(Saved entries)
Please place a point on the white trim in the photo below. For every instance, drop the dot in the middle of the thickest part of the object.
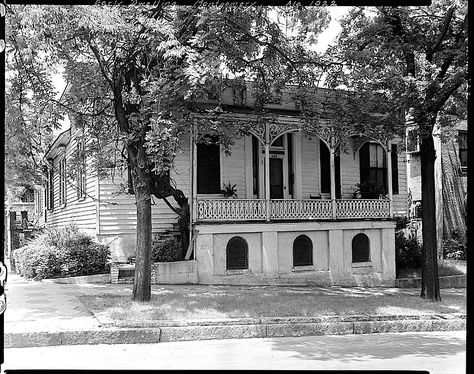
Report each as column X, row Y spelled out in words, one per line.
column 298, row 166
column 248, row 167
column 296, row 269
column 364, row 264
column 231, row 228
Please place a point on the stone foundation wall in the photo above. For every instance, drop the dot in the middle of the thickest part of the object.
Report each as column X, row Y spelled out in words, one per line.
column 179, row 272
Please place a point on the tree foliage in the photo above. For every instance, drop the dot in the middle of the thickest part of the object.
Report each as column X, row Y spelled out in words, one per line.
column 416, row 57
column 135, row 73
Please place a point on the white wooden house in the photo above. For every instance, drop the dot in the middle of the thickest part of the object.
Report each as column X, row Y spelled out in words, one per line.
column 294, row 220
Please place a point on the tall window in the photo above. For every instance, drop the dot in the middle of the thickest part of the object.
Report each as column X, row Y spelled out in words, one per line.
column 208, row 167
column 28, row 196
column 81, row 170
column 237, row 254
column 50, row 189
column 255, row 165
column 373, row 164
column 302, row 251
column 463, row 148
column 325, row 170
column 62, row 181
column 360, row 248
column 395, row 189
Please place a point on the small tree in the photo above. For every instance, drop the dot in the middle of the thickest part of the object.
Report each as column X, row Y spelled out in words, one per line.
column 135, row 72
column 416, row 57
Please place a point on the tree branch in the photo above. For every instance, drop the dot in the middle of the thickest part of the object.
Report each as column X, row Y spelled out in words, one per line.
column 447, row 21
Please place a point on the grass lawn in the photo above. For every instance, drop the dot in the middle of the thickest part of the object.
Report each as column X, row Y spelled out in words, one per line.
column 445, row 268
column 214, row 302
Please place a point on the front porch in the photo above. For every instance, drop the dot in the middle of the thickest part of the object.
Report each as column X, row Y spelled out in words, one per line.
column 215, row 210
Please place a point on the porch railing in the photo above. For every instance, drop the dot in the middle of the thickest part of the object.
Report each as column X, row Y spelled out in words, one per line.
column 300, row 209
column 231, row 210
column 362, row 208
column 256, row 209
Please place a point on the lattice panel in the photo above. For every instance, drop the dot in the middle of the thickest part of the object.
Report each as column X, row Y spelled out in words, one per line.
column 231, row 210
column 300, row 209
column 362, row 208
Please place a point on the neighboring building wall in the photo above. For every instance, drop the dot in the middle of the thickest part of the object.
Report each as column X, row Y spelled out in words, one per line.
column 82, row 211
column 270, row 256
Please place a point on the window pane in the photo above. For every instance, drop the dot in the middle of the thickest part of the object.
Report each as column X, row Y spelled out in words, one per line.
column 208, row 165
column 380, row 156
column 237, row 254
column 302, row 251
column 373, row 155
column 360, row 248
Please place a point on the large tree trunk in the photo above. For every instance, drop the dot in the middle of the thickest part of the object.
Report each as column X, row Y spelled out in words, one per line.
column 430, row 282
column 141, row 184
column 453, row 193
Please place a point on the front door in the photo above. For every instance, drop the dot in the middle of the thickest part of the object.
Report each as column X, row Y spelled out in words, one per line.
column 276, row 178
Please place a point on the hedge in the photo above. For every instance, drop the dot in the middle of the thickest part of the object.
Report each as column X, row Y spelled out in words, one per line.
column 62, row 252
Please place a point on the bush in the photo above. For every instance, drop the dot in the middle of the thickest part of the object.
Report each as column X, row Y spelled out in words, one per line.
column 454, row 248
column 167, row 251
column 407, row 252
column 60, row 253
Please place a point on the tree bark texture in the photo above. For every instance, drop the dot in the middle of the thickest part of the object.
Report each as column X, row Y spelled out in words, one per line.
column 453, row 192
column 430, row 281
column 141, row 183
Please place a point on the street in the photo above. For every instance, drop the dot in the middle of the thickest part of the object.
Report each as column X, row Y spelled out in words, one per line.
column 436, row 352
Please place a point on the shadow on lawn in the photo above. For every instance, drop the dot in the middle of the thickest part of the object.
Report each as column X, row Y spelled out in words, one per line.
column 175, row 303
column 387, row 346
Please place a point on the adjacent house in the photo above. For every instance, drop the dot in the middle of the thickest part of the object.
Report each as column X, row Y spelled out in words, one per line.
column 294, row 219
column 450, row 179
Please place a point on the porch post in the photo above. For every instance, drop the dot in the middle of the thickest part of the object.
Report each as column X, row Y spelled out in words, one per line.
column 267, row 170
column 389, row 177
column 193, row 174
column 333, row 178
column 193, row 193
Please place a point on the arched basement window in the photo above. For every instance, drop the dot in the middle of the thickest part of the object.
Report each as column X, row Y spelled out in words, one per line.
column 360, row 248
column 302, row 251
column 373, row 164
column 237, row 254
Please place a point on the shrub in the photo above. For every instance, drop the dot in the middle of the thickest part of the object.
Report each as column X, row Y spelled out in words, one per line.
column 454, row 248
column 168, row 251
column 407, row 252
column 62, row 252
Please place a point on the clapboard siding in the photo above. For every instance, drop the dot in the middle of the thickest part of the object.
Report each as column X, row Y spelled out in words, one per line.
column 310, row 166
column 118, row 212
column 400, row 201
column 82, row 212
column 180, row 173
column 350, row 173
column 233, row 167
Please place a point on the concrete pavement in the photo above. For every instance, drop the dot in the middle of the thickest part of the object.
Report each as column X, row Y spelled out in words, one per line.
column 435, row 352
column 47, row 313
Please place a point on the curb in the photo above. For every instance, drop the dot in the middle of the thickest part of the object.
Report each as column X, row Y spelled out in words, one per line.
column 240, row 329
column 81, row 279
column 449, row 281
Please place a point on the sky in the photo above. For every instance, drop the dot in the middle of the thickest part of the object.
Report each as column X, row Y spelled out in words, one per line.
column 326, row 38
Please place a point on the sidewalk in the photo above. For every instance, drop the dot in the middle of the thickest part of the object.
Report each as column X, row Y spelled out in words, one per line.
column 46, row 313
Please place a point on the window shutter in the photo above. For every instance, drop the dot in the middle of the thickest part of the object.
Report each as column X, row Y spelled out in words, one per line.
column 395, row 190
column 337, row 167
column 302, row 251
column 364, row 163
column 130, row 180
column 208, row 165
column 325, row 167
column 237, row 254
column 360, row 248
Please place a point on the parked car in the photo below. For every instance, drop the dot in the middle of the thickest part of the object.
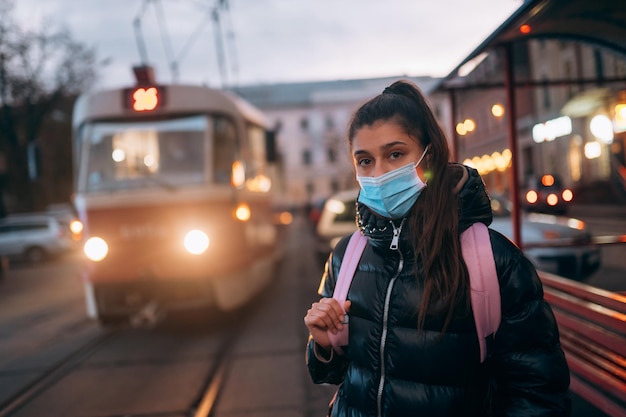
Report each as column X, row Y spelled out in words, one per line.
column 35, row 238
column 576, row 259
column 547, row 194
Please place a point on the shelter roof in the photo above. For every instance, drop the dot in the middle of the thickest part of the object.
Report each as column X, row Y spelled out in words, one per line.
column 600, row 22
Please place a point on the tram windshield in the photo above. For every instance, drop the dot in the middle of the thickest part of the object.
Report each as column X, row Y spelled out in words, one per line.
column 161, row 153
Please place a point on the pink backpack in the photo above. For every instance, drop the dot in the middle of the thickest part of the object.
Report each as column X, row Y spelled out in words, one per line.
column 485, row 289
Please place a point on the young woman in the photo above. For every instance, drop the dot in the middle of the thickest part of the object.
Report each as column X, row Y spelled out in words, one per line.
column 413, row 348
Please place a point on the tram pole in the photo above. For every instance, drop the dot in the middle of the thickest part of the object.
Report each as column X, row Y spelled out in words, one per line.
column 509, row 78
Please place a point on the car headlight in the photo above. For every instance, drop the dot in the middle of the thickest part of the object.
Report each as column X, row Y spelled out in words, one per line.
column 96, row 249
column 196, row 242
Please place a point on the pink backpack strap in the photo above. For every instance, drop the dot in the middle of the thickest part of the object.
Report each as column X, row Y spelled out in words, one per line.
column 350, row 261
column 351, row 258
column 485, row 288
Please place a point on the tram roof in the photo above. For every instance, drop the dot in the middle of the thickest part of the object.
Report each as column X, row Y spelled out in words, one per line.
column 600, row 22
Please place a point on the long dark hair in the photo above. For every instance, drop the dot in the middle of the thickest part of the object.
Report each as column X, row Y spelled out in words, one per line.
column 434, row 218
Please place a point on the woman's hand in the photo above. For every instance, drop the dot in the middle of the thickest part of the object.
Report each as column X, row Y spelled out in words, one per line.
column 323, row 316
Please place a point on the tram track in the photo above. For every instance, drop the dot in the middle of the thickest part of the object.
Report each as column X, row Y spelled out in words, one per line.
column 54, row 374
column 203, row 403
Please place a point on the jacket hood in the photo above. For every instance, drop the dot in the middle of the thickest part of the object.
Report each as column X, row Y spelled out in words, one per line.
column 474, row 207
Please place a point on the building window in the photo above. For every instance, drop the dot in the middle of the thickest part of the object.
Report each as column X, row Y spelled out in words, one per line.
column 332, row 155
column 330, row 123
column 547, row 99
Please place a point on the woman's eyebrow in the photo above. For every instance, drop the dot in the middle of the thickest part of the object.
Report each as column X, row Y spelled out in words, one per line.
column 383, row 147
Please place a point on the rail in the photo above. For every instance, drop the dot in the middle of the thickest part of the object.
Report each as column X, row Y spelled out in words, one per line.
column 592, row 324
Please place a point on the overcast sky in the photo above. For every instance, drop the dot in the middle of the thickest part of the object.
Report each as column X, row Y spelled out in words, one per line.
column 270, row 41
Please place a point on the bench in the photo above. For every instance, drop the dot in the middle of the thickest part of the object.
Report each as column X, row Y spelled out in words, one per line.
column 592, row 325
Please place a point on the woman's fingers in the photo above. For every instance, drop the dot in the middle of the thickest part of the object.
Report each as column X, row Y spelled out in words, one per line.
column 325, row 314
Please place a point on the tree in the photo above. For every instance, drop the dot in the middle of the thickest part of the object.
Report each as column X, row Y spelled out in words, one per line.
column 38, row 70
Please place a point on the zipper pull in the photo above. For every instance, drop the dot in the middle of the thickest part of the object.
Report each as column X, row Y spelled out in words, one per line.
column 396, row 235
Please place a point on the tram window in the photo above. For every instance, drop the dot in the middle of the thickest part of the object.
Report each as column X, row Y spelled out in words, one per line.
column 126, row 155
column 256, row 136
column 181, row 153
column 224, row 150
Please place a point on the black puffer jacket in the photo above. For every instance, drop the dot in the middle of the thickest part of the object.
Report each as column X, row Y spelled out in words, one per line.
column 390, row 369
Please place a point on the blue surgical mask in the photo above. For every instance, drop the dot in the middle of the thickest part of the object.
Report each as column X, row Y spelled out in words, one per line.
column 392, row 194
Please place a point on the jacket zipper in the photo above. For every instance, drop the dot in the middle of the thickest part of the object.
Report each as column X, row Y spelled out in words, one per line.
column 383, row 339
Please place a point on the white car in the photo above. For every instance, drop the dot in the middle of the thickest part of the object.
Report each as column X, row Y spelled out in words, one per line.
column 572, row 257
column 35, row 237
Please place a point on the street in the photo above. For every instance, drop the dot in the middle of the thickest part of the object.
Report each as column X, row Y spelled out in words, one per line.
column 160, row 371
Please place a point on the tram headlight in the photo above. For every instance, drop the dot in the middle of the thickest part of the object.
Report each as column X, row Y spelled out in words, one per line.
column 196, row 242
column 96, row 249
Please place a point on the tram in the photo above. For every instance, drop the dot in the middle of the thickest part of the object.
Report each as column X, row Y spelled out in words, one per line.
column 173, row 184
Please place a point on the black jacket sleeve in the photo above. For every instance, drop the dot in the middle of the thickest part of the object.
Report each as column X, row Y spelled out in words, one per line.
column 528, row 366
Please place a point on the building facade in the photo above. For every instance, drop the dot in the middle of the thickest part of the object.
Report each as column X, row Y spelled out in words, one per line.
column 311, row 121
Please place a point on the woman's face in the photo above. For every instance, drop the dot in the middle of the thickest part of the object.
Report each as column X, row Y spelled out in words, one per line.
column 383, row 147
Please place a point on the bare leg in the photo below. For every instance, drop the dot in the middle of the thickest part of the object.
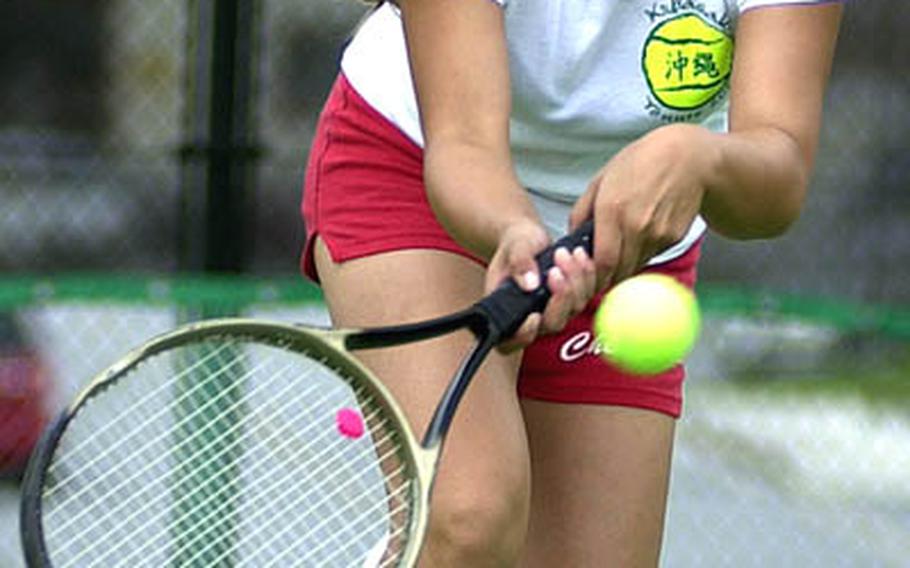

-- Exercise requirements --
What lines in the entries above hold "front"? Copy every one.

-- The answer --
Please place a point on the front porch in the photo above. For every instance, drop the dot in the middle of the thickest part of the object.
Please place a point on the front door in the photo above. For every instance, drop the dot in the middle of the thickest part of the object.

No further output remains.